---------- Dataset content ----------

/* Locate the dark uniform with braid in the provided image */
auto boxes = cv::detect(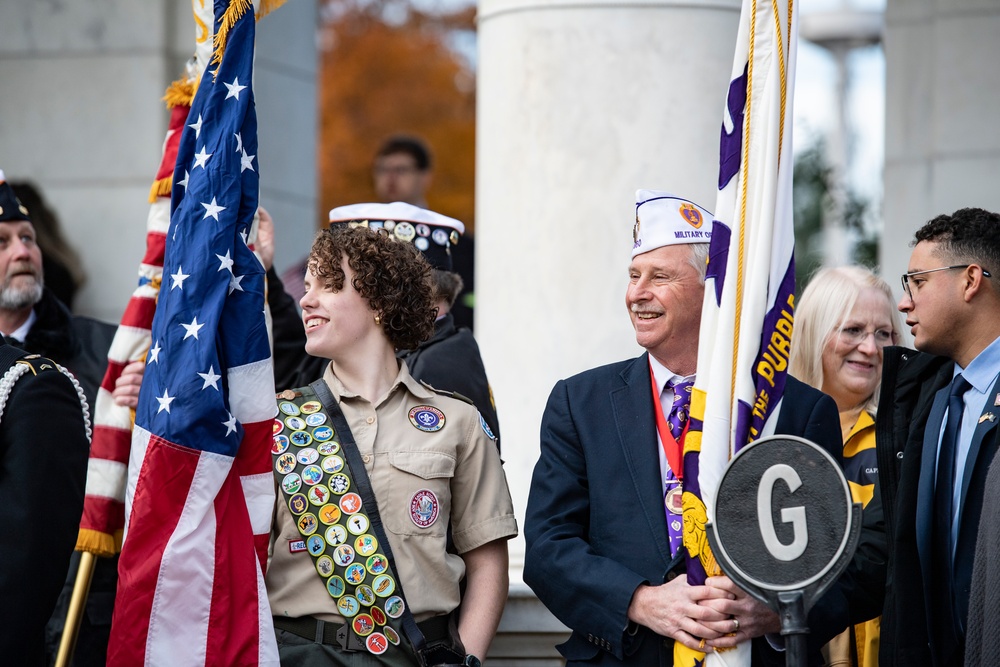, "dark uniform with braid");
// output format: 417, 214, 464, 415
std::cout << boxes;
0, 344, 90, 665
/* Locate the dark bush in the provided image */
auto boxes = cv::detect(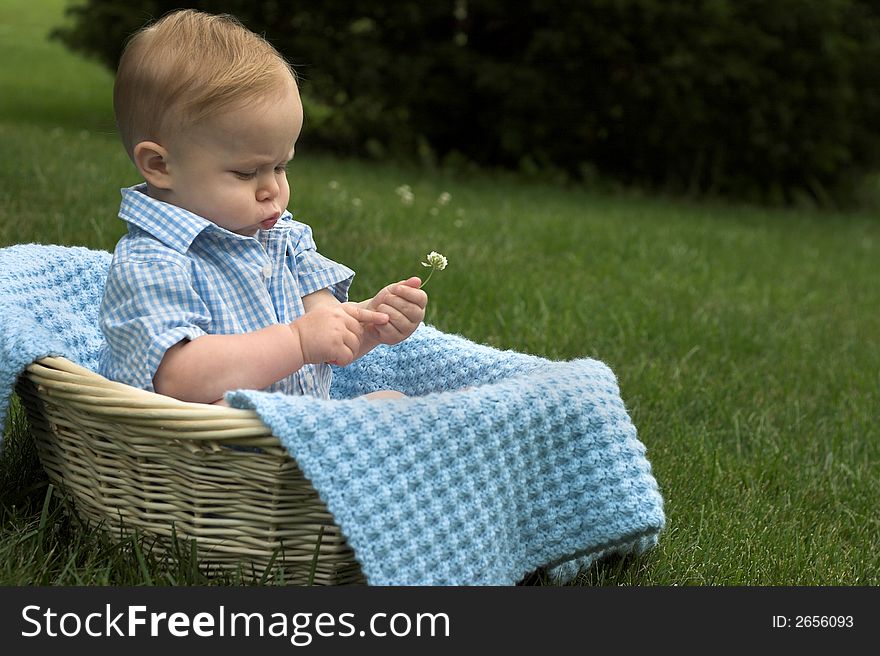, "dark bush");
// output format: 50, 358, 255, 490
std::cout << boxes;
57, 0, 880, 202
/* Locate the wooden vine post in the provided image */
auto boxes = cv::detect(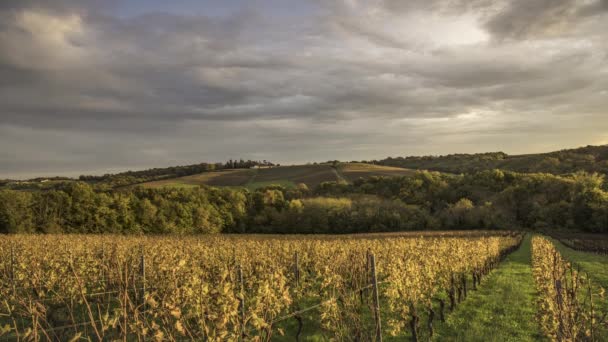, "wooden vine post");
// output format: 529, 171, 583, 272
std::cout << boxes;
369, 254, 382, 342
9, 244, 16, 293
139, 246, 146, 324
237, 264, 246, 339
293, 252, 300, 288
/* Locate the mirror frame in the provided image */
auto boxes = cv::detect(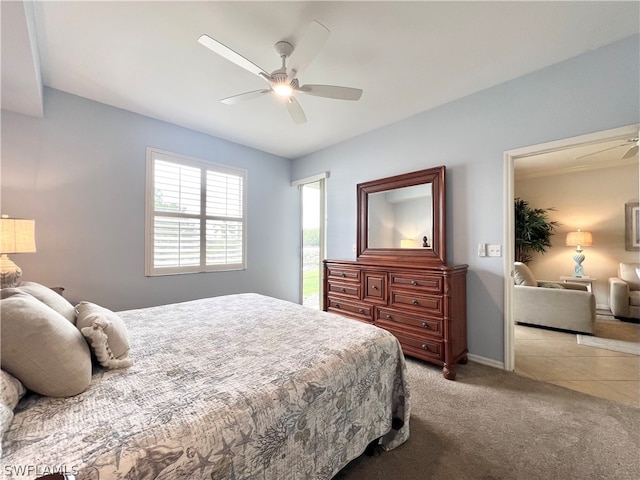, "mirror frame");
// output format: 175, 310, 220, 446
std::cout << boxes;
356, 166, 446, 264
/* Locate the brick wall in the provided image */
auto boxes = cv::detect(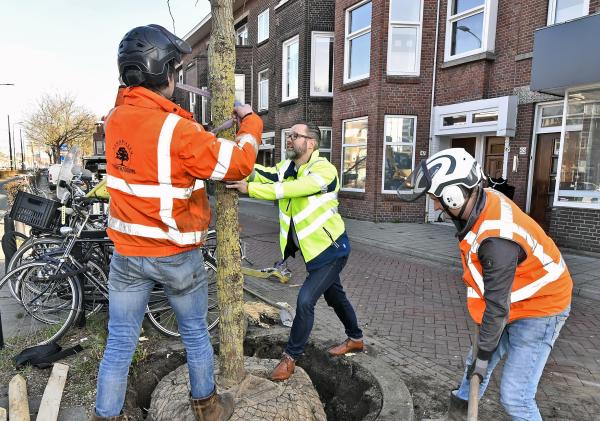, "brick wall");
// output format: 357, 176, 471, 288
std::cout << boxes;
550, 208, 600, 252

----------
---------- Dataset content ----------

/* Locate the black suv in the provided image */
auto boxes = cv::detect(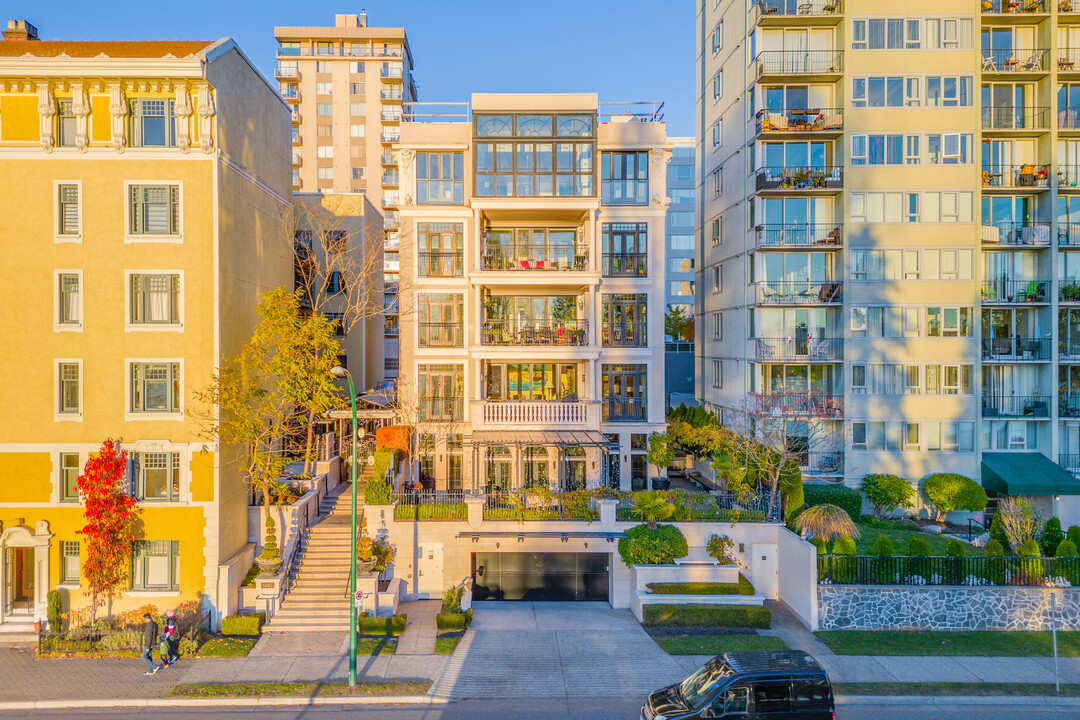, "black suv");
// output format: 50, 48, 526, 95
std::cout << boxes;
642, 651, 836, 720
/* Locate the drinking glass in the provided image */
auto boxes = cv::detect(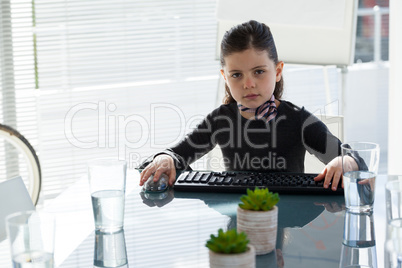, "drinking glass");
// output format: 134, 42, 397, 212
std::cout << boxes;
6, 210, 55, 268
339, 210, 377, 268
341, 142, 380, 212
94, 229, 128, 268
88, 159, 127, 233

----------

■ **What the task requires**
From the lines above, keep only those containing the string "image", matching case exactly, and copy each one out.

■ **The reply**
/* Locate the dark uniform with braid in the provided image */
/* Locate the dark bush in the provided image */
/* Locate the wooden vine post in the provided image */
/* Locate the mirror frame in the provided image */
/* Locate the brick wall in the provided image */
/* Locate the black suv in the provided image */
/* Locate the drinking glass in the provided image */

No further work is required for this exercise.